▶ _EXERCISE INPUT_
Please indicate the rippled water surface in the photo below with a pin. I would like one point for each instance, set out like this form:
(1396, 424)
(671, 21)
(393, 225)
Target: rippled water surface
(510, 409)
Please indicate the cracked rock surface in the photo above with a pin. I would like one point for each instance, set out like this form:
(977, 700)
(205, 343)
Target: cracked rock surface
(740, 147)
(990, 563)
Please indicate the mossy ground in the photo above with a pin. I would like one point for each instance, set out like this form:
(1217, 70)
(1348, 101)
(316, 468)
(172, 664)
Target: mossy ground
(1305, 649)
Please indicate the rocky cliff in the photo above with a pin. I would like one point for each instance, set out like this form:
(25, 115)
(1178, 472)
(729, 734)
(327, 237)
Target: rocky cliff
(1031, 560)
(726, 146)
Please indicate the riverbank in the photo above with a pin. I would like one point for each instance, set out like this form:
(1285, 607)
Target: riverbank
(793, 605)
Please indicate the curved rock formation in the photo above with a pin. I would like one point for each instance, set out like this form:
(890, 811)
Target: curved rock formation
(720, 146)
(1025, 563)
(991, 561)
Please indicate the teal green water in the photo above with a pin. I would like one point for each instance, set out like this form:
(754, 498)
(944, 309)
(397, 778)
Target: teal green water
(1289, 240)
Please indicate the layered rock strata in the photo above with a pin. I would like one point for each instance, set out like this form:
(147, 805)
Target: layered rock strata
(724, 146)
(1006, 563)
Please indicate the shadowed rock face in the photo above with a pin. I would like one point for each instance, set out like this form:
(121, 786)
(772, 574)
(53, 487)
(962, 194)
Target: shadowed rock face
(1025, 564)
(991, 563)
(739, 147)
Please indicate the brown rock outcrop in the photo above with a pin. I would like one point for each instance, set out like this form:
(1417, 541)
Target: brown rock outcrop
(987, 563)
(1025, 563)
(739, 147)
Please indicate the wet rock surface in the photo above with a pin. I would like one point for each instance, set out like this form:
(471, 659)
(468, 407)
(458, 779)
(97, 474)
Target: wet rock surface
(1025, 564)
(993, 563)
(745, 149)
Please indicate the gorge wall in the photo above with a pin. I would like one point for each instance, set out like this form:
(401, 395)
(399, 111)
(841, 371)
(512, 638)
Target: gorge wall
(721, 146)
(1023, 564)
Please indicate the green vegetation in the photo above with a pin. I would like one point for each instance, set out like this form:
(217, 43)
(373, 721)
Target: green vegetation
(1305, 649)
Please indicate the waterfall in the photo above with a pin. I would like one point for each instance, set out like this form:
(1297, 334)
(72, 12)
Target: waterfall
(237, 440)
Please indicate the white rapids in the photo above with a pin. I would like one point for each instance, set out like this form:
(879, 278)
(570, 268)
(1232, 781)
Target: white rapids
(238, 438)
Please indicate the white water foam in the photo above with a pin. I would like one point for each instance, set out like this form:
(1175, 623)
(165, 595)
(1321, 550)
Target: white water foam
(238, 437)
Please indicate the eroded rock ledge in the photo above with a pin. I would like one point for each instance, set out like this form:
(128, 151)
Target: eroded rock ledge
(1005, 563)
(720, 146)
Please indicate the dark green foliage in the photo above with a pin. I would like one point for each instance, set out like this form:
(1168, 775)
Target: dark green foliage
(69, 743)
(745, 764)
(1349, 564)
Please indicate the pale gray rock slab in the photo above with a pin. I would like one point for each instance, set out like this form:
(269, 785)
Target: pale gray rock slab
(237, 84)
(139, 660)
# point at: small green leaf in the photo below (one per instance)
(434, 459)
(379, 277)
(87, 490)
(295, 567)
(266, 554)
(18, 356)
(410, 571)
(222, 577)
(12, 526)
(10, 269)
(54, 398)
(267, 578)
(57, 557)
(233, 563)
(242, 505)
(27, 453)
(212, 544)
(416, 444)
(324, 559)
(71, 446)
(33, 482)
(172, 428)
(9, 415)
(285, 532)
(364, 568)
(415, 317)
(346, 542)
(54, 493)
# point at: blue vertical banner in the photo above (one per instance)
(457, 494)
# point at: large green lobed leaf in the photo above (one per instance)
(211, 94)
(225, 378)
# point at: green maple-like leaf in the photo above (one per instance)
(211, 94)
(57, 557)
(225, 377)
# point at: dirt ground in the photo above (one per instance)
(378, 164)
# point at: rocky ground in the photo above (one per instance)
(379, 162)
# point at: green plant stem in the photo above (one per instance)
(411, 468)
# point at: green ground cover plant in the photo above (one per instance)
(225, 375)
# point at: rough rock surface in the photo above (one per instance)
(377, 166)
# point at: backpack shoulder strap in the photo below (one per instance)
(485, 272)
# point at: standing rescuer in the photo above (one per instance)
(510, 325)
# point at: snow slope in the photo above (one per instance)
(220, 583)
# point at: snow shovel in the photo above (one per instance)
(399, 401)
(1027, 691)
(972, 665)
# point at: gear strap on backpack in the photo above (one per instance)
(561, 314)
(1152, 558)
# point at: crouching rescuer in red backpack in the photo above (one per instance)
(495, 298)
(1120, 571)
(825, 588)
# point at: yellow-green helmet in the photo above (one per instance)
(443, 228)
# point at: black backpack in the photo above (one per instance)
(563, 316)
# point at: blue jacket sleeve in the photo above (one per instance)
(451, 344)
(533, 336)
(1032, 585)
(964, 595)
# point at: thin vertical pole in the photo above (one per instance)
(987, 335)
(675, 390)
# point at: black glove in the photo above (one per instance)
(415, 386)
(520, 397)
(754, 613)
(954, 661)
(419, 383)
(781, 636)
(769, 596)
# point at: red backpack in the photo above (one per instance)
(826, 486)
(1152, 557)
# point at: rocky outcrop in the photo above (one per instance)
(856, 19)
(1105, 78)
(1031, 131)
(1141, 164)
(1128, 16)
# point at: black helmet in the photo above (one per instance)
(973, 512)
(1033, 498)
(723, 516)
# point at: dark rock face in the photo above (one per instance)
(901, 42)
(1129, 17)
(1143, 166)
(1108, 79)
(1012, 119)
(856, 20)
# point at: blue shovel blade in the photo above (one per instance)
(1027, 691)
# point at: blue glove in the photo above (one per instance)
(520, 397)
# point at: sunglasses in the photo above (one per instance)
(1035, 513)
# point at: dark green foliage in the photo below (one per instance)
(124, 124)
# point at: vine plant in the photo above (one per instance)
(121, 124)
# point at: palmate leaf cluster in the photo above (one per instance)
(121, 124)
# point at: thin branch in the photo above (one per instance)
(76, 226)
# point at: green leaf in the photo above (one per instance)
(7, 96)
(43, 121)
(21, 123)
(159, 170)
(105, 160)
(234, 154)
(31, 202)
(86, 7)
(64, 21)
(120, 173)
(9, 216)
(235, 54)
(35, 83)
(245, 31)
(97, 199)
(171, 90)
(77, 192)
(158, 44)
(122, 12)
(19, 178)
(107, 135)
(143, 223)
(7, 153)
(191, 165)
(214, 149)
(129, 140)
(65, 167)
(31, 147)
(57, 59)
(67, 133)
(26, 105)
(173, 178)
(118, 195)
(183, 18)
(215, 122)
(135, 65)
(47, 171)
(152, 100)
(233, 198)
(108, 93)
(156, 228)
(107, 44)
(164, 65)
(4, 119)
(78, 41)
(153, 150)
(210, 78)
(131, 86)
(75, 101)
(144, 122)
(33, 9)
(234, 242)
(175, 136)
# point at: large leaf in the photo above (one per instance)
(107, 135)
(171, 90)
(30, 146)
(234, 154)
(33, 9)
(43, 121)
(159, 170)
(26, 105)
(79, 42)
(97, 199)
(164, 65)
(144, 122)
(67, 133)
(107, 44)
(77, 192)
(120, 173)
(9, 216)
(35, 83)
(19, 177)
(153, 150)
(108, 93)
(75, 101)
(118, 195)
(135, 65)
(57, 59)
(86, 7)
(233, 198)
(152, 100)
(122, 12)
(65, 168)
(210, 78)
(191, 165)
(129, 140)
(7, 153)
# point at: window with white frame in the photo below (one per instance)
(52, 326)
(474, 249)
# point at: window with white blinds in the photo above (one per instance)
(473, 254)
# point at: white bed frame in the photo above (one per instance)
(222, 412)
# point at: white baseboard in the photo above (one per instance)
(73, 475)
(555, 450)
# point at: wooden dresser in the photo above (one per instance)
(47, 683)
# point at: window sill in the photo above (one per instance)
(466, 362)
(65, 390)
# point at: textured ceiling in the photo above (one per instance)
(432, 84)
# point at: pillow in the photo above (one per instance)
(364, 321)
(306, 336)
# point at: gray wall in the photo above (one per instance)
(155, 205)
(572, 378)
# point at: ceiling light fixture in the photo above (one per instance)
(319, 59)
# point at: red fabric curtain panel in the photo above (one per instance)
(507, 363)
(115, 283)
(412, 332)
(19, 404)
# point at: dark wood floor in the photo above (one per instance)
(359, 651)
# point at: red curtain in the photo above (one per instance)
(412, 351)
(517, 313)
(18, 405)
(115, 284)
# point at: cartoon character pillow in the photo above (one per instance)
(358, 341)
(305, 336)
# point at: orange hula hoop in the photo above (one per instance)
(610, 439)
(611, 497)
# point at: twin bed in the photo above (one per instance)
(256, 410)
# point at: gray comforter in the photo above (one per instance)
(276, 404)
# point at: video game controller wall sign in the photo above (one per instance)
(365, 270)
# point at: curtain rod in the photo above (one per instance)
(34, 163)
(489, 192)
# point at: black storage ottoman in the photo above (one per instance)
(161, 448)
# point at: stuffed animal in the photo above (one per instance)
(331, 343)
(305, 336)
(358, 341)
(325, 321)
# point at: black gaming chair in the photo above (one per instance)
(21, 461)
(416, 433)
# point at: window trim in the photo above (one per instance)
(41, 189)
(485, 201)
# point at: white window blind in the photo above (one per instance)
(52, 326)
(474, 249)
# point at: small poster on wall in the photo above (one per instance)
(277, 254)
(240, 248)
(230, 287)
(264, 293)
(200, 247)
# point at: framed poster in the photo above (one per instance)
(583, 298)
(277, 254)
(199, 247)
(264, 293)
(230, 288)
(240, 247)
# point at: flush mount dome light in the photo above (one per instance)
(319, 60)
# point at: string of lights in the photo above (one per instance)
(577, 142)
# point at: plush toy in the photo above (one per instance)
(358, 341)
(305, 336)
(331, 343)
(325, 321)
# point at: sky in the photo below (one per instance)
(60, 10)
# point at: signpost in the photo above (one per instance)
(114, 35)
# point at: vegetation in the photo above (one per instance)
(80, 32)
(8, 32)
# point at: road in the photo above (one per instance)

▶ _EXERCISE_
Every line from the one holding "# point at: signpost" through the last line of the listing above should be set down exactly, and nothing more.

▶ _RESULT BELOW_
# point at: signpost in the photo above (one per instance)
(114, 35)
# point at: vegetation in the photo above (one per instance)
(80, 32)
(8, 32)
# point at: road in the photo above (one per instance)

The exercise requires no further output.